┌────────

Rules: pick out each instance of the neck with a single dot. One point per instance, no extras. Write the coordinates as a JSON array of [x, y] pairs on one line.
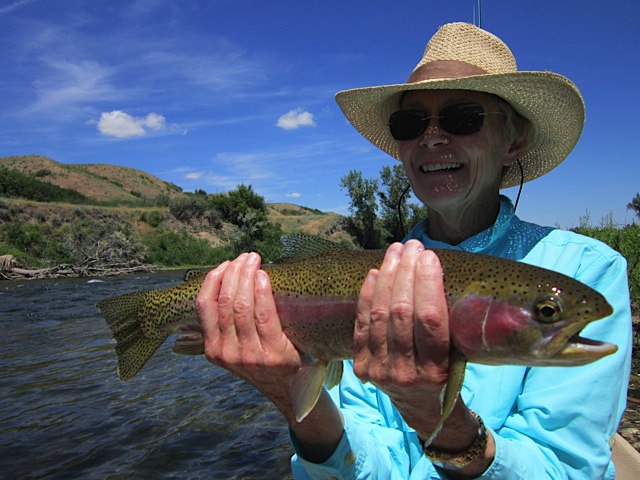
[[455, 225]]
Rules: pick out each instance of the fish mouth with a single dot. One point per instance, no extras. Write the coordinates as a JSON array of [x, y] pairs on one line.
[[579, 351]]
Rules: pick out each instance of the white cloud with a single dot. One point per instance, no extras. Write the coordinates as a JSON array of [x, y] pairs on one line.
[[295, 119], [122, 125]]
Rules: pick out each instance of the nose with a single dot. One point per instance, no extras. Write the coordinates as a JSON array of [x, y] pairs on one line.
[[433, 136]]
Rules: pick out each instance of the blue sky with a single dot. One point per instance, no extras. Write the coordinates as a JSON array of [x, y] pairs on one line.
[[213, 93]]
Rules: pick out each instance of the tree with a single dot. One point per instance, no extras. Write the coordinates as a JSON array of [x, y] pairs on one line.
[[398, 215], [635, 205], [369, 230], [363, 224]]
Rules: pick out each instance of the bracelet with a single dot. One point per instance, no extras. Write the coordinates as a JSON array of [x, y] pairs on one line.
[[461, 459]]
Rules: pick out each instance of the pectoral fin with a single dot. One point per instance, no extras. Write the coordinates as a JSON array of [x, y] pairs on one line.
[[450, 392], [306, 385]]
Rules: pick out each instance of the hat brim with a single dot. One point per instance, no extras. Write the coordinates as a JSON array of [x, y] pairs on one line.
[[551, 102]]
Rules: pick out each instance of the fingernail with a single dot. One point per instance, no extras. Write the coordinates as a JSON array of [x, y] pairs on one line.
[[427, 258]]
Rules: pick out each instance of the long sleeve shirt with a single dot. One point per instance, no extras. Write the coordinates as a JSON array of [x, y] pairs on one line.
[[547, 422]]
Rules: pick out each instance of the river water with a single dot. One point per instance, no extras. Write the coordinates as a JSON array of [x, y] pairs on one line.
[[65, 415]]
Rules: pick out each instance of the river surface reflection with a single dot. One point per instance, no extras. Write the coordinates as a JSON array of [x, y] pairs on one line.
[[64, 414]]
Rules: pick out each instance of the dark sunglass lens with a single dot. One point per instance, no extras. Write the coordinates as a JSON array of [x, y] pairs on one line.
[[407, 124], [462, 119]]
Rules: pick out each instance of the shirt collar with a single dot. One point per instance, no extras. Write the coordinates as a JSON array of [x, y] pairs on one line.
[[477, 243]]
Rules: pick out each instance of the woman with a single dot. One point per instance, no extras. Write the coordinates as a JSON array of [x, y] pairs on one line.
[[464, 125]]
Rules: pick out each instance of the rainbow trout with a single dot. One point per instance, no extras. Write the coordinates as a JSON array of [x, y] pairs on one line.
[[501, 312]]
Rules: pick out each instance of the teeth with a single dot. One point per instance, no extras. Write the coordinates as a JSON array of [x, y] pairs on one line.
[[439, 166]]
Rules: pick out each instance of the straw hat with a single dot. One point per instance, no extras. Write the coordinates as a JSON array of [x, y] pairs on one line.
[[461, 56]]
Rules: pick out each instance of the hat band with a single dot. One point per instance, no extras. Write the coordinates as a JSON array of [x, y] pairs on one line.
[[441, 69]]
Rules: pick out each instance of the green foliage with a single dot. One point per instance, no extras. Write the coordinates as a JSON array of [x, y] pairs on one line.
[[233, 205], [153, 218], [187, 208], [254, 234], [172, 249], [368, 230], [363, 224], [626, 241], [635, 205], [397, 215], [14, 184]]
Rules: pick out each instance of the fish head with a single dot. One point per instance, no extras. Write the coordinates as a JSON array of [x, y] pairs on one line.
[[535, 324]]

└────────

> Given instruction:
Turn the listing above into a numbered list, one line per item, with blank lines dropped. Leave out the pictures.

> Exercise answer:
1. Rules: pick out each instance of the neck with a single dot. One point per instance, no extras. Write the coordinates as a JSON array of [x, y] pairs on one line.
2. [[455, 225]]
3. Rules: pick out each instance of the fish mouth with a single dot. One point per instance, no extras. Write the coordinates as a JSON array of [x, y] pairs on one line.
4. [[579, 351]]
5. Rules: pick out each instance of the white cloud with a single dot. One point per instance, no extras. Write the coordinates as a JSON array of [x, y] pairs on one line.
6. [[295, 119], [122, 125]]
7. Rules: pick out each instance of the nose with a single dot. One point per instance, no extras. Write the coordinates as a JSON array of [x, y] pairs on one line.
8. [[433, 136]]
9. Rules: pick out each instance of the blue sky with a single dot. One point per instance, no extras. Write the coordinates as a JSON array of [x, y] pairs on one line.
10. [[213, 93]]
11. Rules: pick out each instance of the tree with a single dot. One point per instance, no extras. Write the coordinates as a JSON array of [x, y] pairs on one line.
12. [[398, 215], [635, 205], [369, 230], [363, 224]]
13. Rules: pick out each instance of the bracelet with a single dot. One point per instance, no extras. Write the coordinates as a JSON array of [x, y] pairs on one line.
14. [[461, 459]]
15. Rules: pick out each instance of the pectoral fin with a single dot. One point per instance, no extras. Write the coordinates as a JSON array of [x, y] pairs on one line.
16. [[450, 392], [306, 385]]
17. Rules: pick out each instance of the hat brim with a single dot. One point per instance, no extras. Write the coordinates as a JSON array of [x, y] pairs on one line.
18. [[551, 102]]
19. Rules: pick out each instance of the fingernail with a single dot. One point per instance, no extras. Write the coordinates as a JSON array of [x, y] pairs on one line.
20. [[427, 258]]
21. Rules: pick out each instance of the long sleeve shirt with a single dot. One point per instance, no extras. Write the coordinates as a JSON array of [x, y] pairs on one line.
22. [[547, 422]]
23. Rules: pick out each instance of the river water with a single dot. One point per instance, no extras. Write the coordinates as a JSON array of [x, y] pairs on one line.
24. [[65, 415]]
25. Rules: pick out each instance of the river surface reflection with a single dot. One point per instance, no extras. Write the coordinates as a JSON array of [x, y] pairs on one line.
26. [[64, 414]]
27. Rules: pick out each instance of the dark sunglass lens with a single dot. One point per instance, no extras. Write the coordinates as a JSON array of [x, y] pairs on one line.
28. [[407, 124], [462, 119]]
29. Rules: pick out each instance of the shirt collar with a single dot. One point per instance, no extras. Write the coordinates as a JSON array of [x, y] pairs on one line.
30. [[477, 243]]
31. Rules: pick out each instance of the woman with a single dot. One point per instance, no extras. Write the coordinates as a JSON array of [x, y] pairs on one line.
32. [[464, 125]]
33. Rules: pick out each instance of the rainbow trout with a single dot. One point per instance, no extras. Write the coordinates as a JSON array of [x, y] pairs on one line.
34. [[501, 312]]
35. Rules: pick out each instance of the teeth with a single dot. One point per instance, no extras. Write the coordinates as a JSON array of [x, y] pairs on one line.
36. [[439, 166]]
37. Rules: pick out each instance of the straw hat with a single dot. One point per instance, no extras. Write the coordinates as a JSON array of [x, y] pairs on one line.
38. [[461, 56]]
39. Rules: pick out each instance of the hat band with a single dot. One point per instance, no extras. Write the coordinates as a JSON array of [x, y] pairs on one line.
40. [[441, 69]]
41. Rules: pick out each instance of the green foliage with a single dot. One point per instance, no extras. Write the coordinates as a JSON array of [x, y] pairs on one line.
42. [[233, 205], [153, 218], [187, 208], [254, 234], [172, 249], [368, 230], [363, 224], [626, 241], [635, 205], [397, 215], [14, 184]]
43. Rules: pick out each instance of the fish head with a single dot. One point per instance, no extras. Write the coordinates as a JSON array of [x, y] pairs on one line.
44. [[535, 324]]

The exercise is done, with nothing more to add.